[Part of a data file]

========================

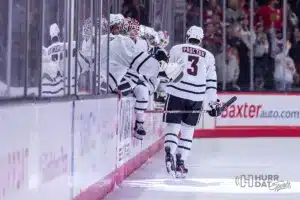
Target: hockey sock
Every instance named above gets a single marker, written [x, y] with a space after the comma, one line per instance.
[141, 94]
[171, 136]
[185, 141]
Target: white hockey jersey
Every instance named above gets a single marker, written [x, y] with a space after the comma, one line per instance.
[199, 73]
[141, 45]
[121, 53]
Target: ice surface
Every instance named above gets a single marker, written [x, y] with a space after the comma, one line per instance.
[213, 166]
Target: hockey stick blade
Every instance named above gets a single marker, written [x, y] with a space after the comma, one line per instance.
[228, 103]
[224, 106]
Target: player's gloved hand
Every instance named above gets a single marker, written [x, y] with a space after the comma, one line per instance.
[215, 109]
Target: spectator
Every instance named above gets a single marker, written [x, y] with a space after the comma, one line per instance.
[295, 49]
[234, 13]
[212, 9]
[229, 73]
[129, 9]
[271, 15]
[260, 50]
[210, 40]
[235, 40]
[285, 72]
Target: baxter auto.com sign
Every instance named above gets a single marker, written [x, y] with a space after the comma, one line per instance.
[261, 110]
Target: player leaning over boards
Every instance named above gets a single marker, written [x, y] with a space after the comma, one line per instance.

========================

## PROBLEM TO SOLVE:
Please copy out the whole listing above line for line, without any changes, and leave the pictures out.

## EXERCISE RESPONSE:
Target: hockey sock
Every instance named above gets a single marker, written [x, y] with a space after the comma, one line per instance.
[141, 94]
[171, 136]
[185, 141]
Target: white hockey jersey
Every instance named above gets a single marker, written [x, y] with a space after the comma, one line per instance.
[199, 73]
[141, 45]
[121, 53]
Target: ice surface
Every instance named above gets a single marker, written [x, y] with a space after the comma, one line per instance.
[213, 166]
Target: hockey stick blade
Every instance named above gets a single marker, written [x, y] with a space after the comma, one line per instance.
[228, 103]
[224, 106]
Target: player's gloved hand
Every instance named above gets a single marker, written [x, y] with a space after the comma, one line per instance.
[215, 109]
Target: spectator
Every instance named above gets a single marker, written [x, y] with a space after the comma, one line per instance.
[295, 49]
[234, 13]
[212, 9]
[229, 73]
[129, 9]
[271, 15]
[260, 50]
[210, 40]
[235, 40]
[285, 72]
Target: baxter auto.com sign
Every instance named above gets a single marker, written [x, y] with a space after the comma, one line per instance.
[261, 110]
Target: player leaning over boards
Every instance named above gets a single marker, written [x, y] with a space after the comma, one line per instance.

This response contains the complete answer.